* start PAGE EXCERPT *
Aspendale

Aspendale is a beach suburb 27 km south-east of central Melbourne and immediately south of Mordialloc. It is the northern-most suburb in the former Chelsea city, built on the Carrum Swamp which was drained in the early 1880s.

In 1882 the railway was extended from Mordialloc to Frankston over the foredune along the former swamp area. At about that time James Crooke purchased 131 acres of land immediately east of the present Aspendale railway station. Crooke’s mare, Aspen, had won Flemington’s premier open handicap sprint, the Newmarket Handicap, in 1880 and 1881. He named his Aspendale racecourse and pleasure ground after the mare, and the first race meeting was held in 1891. A railway station opened next to the racecourse in time for the first meeting.

House building was slower coming than race crowds. A district school opened in 1913 and, although named Aspendale, it was at Edithvale which was 2 km from Aspendale station and nearly 4 km from Mordialloc Creek. ‘Aspendale North’ school opened in 1925, since renamed Aspendale (439 pupils, 2014). By then there was a varied shopping centre around Aspendale station, including grocers, butchers, a post office (1908), a timber and hardware merchant, confectioners, tea rooms and a motor garage. The 1921 Sands and McDougall directory also recorded Anglican, Methodist and Union churches and three estate agents, a sure sign of house building.

Many houses hugged the streets running off Point Nepean Road to the beach. On the other side of the road there were estates north and south of the racecourse. The racecourse, closed in 1931, and became a motor racing venue. Its space was reserved for postwar housing.

In 1928 a State high school (Mordialloc District) opened in Aspendale on a scrub-covered site next to Mordialloc Creek. Chelsea city, of which Aspendale was the northernmost suburb, had golf courses in Chelsea and Edithvale. Aspendale had the Australasian golf links next to the old racecourse, and in about 1950 the links became the home of the Rosedale Golf Club.
* end PAGE EXCERPT *
* start MATERIAL SHOWN *
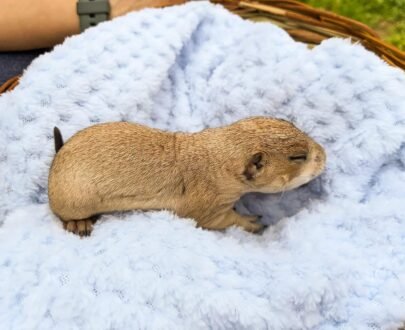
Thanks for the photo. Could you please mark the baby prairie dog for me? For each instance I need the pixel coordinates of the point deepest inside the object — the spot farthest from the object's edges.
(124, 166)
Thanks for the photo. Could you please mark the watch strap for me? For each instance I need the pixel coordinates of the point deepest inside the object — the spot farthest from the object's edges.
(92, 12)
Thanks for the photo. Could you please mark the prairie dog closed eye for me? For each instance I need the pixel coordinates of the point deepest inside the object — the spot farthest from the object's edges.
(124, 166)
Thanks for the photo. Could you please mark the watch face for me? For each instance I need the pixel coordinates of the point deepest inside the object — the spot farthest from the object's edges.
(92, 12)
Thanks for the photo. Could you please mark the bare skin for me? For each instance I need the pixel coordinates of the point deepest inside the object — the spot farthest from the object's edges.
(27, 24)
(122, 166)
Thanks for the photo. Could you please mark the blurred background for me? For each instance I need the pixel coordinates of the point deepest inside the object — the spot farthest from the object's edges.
* end MATERIAL SHOWN *
* start MATERIAL SHOWN *
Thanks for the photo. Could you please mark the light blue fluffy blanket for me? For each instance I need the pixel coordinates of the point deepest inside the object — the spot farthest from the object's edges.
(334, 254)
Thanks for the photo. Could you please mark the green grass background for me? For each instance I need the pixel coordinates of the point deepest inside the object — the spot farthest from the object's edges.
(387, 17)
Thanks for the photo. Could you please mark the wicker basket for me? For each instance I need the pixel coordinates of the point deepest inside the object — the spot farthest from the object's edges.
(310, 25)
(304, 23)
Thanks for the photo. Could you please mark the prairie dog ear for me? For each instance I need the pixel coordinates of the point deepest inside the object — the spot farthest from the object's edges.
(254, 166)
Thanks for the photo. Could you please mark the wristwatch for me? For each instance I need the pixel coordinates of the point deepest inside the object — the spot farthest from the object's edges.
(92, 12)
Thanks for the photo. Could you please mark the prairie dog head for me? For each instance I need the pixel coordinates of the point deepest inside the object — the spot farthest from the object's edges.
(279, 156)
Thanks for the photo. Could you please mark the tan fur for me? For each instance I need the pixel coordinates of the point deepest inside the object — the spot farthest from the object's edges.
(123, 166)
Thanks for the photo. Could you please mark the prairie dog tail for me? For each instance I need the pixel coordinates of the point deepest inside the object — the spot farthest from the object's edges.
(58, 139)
* end MATERIAL SHOWN *
* start MATERIAL SHOWN *
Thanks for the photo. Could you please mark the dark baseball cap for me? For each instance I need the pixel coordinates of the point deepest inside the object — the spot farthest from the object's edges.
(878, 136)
* end MATERIAL SHOWN *
_REQUIRED TASKS_
A. Repeat the rows from the line holding "Thanks for the photo. Could you please mark the baby" through the line holding "Thanks for the photo. Could you please mark the blurred", inclusive.
B. Please carry on the Aspendale history from where it stops.
The rows have nothing to do with the Aspendale history.

_EXERCISE ANSWERS_
A.
Thanks for the photo. Could you please mark the baby prairie dog for me? For each instance I need the pixel coordinates of the point deepest inside the object — the spot farthest from the object's edges.
(124, 166)
Thanks for the photo. Could you please mark the watch strap for me? For each instance I need the pixel coordinates of the point deepest inside the object — the spot farthest from the object's edges.
(92, 12)
Thanks for the photo. Could you please mark the prairie dog closed eye for me? For each instance I need the pixel coordinates of the point deepest inside the object — the spot farthest from the object's edges.
(124, 166)
Thanks for the photo. Could you please mark the watch face for me? For each instance I need the pixel coordinates of the point deepest inside the object — the spot farthest from the object's edges.
(92, 12)
Thanks for the photo. Could you please mark the bare skin for me? For each instance I need the pixel coordinates of the point deepest inside the object — the spot farthest from the object's edges.
(27, 24)
(122, 166)
Thanks for the photo. Could you please mark the blurred background for me? For each instance I need the pixel coordinates of the point deepest inside the object — the spot farthest from the object's edges.

B.
All of Chelsea city was unsewered until 1965. Postwar housing slowly took up former farms and market gardens. Aspendale school opened in 1959, next to the primary school. A short way south CSIRO opened an atmospheric physics laboratory.

The Catholic Church was represented in Chelsea and Carrum, and it opened a church (1961) and a primary school (1965) in Aspendale.

New housing reached the suburb’s eastern boundary, Secondary Drain, by the early 1980s. In coming decades housing would go across Secondary Drain into a new suburb, Aspendale Gardens (see separate entry).

The Aspendale technical school was damaged by fire in 1971 completely destroying the science and arts wing and damaging adjoining classrooms. Despite community protest, the technical school was closed in 1992 as part of the Kennett government's state-wide closure of 50 schools, and its site was taken by a sports oval, a community hall and housing.

Aspendale’s beach reputation is evident from the many houses in the short streets running off Point Nepean Road. The surf life saving club dates from 1926.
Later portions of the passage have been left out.